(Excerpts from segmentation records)
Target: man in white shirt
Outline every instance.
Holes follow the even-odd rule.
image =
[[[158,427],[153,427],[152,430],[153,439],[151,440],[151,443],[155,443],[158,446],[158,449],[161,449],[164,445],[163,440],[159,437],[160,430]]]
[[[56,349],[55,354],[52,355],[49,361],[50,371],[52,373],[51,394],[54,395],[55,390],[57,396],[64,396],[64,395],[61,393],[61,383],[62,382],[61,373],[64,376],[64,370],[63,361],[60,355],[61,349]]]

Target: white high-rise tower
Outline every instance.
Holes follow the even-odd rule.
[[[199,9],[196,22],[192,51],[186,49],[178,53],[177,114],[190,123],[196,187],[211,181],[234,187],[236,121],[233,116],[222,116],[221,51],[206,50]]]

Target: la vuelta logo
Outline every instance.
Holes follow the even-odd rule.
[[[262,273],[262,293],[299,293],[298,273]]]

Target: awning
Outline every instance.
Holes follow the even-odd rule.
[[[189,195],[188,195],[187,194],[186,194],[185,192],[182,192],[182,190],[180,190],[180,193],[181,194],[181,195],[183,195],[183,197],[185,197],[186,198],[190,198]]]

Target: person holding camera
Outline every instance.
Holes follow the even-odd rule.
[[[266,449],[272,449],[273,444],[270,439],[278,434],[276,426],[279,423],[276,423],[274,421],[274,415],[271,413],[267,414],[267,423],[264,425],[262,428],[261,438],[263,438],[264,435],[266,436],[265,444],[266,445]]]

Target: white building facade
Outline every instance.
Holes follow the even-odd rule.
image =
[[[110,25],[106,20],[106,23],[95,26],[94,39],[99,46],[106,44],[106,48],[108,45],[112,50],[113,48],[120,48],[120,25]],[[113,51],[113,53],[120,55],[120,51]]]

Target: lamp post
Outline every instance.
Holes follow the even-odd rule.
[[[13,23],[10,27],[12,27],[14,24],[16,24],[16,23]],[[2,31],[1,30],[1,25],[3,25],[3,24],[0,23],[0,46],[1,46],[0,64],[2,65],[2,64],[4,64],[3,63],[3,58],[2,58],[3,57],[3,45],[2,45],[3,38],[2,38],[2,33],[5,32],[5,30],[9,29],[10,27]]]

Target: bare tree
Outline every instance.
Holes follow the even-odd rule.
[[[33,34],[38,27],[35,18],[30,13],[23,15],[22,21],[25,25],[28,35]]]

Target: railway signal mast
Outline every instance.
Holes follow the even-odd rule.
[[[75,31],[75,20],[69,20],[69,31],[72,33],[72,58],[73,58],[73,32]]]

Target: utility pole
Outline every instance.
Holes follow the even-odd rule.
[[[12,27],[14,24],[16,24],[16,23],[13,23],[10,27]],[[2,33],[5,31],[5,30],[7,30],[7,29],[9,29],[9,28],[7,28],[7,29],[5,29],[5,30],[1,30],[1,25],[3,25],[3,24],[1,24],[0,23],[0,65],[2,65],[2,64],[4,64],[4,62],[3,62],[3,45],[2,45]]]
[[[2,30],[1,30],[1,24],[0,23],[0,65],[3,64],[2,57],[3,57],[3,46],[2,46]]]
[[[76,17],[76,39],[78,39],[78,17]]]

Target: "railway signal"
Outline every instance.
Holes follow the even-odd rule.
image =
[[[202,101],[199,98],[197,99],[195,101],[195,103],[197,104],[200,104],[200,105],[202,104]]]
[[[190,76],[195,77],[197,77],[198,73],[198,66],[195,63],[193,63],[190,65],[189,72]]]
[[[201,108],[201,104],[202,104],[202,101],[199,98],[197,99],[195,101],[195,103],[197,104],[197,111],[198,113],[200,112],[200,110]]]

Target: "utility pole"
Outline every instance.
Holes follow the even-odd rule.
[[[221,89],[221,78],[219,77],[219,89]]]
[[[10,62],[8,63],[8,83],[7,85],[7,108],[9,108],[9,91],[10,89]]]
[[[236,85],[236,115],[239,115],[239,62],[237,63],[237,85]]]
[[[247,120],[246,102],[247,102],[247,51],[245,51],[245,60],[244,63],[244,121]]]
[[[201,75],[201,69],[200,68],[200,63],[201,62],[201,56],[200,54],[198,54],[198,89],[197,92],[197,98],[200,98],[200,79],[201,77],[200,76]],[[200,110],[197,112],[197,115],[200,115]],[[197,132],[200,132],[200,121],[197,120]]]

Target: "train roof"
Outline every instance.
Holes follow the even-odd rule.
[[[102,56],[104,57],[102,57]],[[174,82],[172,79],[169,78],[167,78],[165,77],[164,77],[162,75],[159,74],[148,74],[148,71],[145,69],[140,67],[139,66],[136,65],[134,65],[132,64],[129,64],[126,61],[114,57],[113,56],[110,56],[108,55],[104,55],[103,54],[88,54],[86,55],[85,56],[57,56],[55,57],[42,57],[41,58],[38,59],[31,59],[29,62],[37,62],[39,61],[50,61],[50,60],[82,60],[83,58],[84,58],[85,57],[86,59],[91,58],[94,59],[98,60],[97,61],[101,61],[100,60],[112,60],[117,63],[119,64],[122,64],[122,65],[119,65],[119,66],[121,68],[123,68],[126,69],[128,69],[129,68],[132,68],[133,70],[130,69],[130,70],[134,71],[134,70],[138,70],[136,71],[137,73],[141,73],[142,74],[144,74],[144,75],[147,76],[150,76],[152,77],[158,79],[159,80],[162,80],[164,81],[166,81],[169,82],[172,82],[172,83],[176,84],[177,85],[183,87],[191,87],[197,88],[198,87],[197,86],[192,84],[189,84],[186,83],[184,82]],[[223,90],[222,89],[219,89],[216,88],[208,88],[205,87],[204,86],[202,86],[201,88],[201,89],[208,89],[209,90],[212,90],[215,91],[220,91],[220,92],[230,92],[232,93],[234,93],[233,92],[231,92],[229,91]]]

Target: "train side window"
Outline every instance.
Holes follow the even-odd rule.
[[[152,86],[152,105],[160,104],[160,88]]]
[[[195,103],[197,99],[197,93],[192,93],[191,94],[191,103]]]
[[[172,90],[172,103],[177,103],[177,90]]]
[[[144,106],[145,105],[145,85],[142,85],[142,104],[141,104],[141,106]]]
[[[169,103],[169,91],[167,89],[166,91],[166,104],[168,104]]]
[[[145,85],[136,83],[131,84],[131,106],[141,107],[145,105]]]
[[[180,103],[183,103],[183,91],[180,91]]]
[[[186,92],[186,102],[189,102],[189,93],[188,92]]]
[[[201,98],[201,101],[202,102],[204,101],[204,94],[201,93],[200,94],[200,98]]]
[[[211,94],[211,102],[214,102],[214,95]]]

# Job:
Which lines in the material contain the word "utility"? Find each one and copy it in full.

# Correct result:
Target: utility pole
Target: "utility pole"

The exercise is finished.